-- BEGIN --
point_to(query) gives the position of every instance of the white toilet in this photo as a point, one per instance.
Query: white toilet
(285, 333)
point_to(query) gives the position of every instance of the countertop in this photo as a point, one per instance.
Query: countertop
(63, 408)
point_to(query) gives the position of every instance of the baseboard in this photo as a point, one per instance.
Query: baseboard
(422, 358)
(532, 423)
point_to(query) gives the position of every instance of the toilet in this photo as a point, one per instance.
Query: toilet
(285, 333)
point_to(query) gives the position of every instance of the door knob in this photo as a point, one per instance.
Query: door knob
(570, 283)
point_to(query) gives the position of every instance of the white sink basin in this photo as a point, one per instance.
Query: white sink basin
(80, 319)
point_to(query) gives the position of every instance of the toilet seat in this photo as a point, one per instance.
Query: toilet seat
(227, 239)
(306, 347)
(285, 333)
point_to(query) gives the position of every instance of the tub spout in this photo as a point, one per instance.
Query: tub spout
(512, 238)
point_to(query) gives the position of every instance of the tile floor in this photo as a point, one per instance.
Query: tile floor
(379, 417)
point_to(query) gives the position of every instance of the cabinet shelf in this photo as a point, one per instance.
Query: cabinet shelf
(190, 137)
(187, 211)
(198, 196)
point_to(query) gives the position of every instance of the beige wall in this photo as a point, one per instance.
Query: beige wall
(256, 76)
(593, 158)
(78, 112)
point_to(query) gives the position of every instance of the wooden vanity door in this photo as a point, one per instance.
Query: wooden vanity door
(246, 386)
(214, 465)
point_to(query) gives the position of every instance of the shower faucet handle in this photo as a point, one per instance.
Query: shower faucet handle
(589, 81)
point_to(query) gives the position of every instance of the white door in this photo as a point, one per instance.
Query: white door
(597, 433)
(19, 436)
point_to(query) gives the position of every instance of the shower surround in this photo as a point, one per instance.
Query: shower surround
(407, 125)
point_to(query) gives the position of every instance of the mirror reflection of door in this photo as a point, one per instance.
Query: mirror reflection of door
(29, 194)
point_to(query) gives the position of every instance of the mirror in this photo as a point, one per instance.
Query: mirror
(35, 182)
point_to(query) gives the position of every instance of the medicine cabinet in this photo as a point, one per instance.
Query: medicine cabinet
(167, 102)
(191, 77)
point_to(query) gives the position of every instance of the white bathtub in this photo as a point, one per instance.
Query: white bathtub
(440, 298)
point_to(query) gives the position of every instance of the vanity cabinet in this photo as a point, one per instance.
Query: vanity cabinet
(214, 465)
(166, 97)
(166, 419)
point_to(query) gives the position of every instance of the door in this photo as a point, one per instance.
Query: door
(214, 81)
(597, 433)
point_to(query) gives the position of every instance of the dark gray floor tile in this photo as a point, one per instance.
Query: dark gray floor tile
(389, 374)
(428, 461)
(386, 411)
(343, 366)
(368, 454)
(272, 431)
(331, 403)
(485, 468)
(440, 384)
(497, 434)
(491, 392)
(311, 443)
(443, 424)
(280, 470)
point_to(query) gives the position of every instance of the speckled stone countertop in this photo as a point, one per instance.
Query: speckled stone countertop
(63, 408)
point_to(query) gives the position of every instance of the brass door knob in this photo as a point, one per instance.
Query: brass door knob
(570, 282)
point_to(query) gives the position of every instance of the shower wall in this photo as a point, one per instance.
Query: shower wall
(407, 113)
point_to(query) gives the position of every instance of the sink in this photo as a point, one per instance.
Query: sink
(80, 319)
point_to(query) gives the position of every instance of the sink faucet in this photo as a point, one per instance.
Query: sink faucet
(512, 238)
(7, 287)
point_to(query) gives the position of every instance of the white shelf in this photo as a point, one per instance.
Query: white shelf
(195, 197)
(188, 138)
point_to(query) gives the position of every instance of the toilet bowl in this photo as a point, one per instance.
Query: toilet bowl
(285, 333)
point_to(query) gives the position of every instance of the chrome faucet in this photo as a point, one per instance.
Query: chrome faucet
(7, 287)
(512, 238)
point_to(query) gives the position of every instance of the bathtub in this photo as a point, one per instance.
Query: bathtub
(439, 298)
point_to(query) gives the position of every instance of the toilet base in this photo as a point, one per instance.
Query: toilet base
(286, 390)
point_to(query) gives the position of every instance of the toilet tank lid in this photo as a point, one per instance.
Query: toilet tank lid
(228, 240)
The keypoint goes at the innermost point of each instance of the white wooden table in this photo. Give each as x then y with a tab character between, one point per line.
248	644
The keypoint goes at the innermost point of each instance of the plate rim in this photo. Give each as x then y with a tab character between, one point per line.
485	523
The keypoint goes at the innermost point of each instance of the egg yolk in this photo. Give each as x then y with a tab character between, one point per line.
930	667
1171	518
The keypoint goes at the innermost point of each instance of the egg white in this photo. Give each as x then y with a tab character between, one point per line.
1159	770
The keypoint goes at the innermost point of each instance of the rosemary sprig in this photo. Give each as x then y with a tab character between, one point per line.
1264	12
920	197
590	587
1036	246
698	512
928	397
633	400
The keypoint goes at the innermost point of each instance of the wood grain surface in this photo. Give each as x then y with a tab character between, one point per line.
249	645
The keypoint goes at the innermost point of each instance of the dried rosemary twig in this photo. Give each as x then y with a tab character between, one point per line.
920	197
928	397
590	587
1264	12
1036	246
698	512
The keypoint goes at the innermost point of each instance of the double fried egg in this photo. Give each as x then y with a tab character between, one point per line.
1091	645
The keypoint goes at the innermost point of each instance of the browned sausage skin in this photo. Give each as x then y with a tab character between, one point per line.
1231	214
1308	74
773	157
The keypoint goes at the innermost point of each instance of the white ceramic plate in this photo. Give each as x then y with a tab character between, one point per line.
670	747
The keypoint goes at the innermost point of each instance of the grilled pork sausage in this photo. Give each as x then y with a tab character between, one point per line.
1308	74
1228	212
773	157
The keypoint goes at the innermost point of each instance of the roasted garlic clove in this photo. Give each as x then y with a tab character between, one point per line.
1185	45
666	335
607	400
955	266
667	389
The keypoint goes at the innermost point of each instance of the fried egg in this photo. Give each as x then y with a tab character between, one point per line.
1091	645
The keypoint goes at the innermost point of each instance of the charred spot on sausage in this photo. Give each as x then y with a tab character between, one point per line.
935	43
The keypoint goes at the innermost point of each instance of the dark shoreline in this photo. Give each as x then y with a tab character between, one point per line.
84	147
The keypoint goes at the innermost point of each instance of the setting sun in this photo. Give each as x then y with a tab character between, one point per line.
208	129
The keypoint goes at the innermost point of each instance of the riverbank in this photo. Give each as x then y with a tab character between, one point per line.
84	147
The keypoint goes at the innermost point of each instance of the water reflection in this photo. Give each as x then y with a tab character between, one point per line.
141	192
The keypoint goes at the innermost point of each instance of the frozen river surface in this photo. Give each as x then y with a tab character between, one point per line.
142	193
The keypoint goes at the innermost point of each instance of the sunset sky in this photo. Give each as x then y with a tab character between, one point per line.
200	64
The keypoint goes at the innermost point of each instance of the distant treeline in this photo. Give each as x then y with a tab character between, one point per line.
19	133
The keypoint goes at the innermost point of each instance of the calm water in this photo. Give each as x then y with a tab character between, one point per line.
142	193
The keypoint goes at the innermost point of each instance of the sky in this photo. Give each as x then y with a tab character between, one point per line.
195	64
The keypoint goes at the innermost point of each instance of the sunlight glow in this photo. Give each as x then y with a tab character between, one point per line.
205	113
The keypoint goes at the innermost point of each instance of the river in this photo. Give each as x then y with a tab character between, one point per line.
-- END --
With both ends included, please retype exactly the lines from the line containing "of the distant" to the final line of the data.

The keypoint goes at the innermost point of each instance of the distant treeline in this photo. Give each as x then y with a tab character between, one point per line.
19	133
The keypoint goes at the innermost point of each instance of the calm water in this photo. Give each as x then y with a tab character between, one point per line.
142	193
The keypoint goes at the innermost point of each instance of the sky in this photo. Give each as x then y with a tab character between, one point per line.
195	64
The keypoint goes at the innermost point of each instance of the sunlight glow in this photo. Give each as x then y with a tab character between, one point per line.
205	113
The keypoint goes at the innermost point of each instance of the river in this photo. Give each as x then y with a tab character between, one point per line.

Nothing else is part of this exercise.